Data entries:
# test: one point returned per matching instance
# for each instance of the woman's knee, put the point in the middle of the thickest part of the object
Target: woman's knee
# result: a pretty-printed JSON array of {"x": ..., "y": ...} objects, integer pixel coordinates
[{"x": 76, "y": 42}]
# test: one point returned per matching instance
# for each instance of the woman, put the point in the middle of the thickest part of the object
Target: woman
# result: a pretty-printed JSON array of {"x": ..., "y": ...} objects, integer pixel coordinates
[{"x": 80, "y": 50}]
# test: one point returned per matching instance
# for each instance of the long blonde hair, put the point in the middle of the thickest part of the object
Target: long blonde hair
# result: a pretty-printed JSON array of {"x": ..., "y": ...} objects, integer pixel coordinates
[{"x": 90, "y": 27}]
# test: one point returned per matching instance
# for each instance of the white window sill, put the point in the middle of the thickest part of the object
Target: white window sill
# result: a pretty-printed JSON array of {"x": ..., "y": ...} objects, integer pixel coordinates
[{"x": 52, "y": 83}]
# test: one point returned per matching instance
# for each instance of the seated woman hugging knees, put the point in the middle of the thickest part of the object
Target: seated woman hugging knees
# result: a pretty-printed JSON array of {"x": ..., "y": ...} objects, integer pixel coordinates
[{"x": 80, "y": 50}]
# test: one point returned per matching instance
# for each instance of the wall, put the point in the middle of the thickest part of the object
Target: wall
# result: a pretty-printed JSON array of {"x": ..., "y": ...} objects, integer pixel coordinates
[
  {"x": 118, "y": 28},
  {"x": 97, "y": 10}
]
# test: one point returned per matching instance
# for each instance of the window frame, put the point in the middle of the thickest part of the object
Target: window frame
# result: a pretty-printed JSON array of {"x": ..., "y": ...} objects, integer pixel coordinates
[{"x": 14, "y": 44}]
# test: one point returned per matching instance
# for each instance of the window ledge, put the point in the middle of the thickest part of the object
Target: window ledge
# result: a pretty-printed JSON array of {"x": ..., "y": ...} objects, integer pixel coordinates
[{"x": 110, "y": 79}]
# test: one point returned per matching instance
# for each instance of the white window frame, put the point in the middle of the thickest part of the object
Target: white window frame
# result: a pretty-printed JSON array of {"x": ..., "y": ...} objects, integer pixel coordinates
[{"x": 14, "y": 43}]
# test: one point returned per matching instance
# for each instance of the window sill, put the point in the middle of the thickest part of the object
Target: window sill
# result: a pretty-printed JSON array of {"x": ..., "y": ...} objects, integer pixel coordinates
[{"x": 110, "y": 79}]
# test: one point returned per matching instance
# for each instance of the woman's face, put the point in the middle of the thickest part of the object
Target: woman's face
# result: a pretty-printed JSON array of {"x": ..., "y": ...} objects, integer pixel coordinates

> Required action
Every entry above should be retyped exactly as shown.

> Completed task
# test: one point returned per matching instance
# for each instance of the woman's knee, put the point in the middle of the thickest part of the object
Target: woman's knee
# result: a pretty-printed JSON array of {"x": ..., "y": ...} objects, integer pixel coordinates
[{"x": 76, "y": 42}]
# test: one point returned per matching instance
# for each instance of the woman, put the point in the middle of the thickest part of the object
Target: woman
# result: a pretty-printed JSON array of {"x": ..., "y": ...} objects, integer pixel coordinates
[{"x": 80, "y": 50}]
# test: one point returned per matching instance
# for each instance of the long blonde hair, put the point in the middle of the thickest part of the object
Target: long blonde hair
# result: a pretty-printed JSON array of {"x": ..., "y": ...} objects, integer pixel coordinates
[{"x": 90, "y": 27}]
# test: one point returned per matching instance
# for each instance of the white window sill, put the point in the middle of the thickest part of the object
Target: white window sill
# result: a pretty-printed JSON array of {"x": ..., "y": ...} objects, integer pixel coordinates
[{"x": 52, "y": 83}]
# test: one point returned per matching instance
# for each instance of the seated woman hugging knees, put the point in the middle of the thickest part of the object
Target: seated woman hugging knees
# result: a pretty-printed JSON array of {"x": ..., "y": ...} objects, integer pixel coordinates
[{"x": 80, "y": 50}]
# test: one point returned per matching instance
# for each instance of the wall, put the point in the middle of the thickest part of the object
Target: wall
# result: a pretty-printed JSON array of {"x": ..., "y": ...} objects, integer pixel coordinates
[
  {"x": 118, "y": 28},
  {"x": 97, "y": 10}
]
# test: one point returned per matching instance
# for each instance of the window frame, put the point in the middle of the thickest part of the object
Target: window frame
# result: a pretty-printed JSON array of {"x": ..., "y": ...} objects, integer pixel coordinates
[{"x": 14, "y": 44}]
# test: one point returned per matching instance
# for each instance of the window ledge, put the point in the middle of the thickest part of the object
Target: window ledge
# result: a pretty-printed JSON array of {"x": ..., "y": ...} objects, integer pixel coordinates
[{"x": 110, "y": 79}]
# test: one point returned per matching instance
# for each instance of the white window frame, put the point in the middle of the thickest part of the object
Target: white window frame
# result: a pretty-printed JSON array of {"x": ..., "y": ...} objects, integer pixel coordinates
[{"x": 14, "y": 43}]
# test: one point returned per matching instance
# for each instance of the window sill, put the point in the middle of the thickest part of the object
Target: window sill
# result: a pretty-printed JSON array of {"x": ..., "y": ...} objects, integer pixel coordinates
[{"x": 110, "y": 79}]
# test: one point returned per matching instance
# for each instance of the woman's face, put the point in the middle of the thickest part of the object
Target: woman's face
# result: a pretty-printed JSON array of {"x": ..., "y": ...} objects, integer pixel coordinates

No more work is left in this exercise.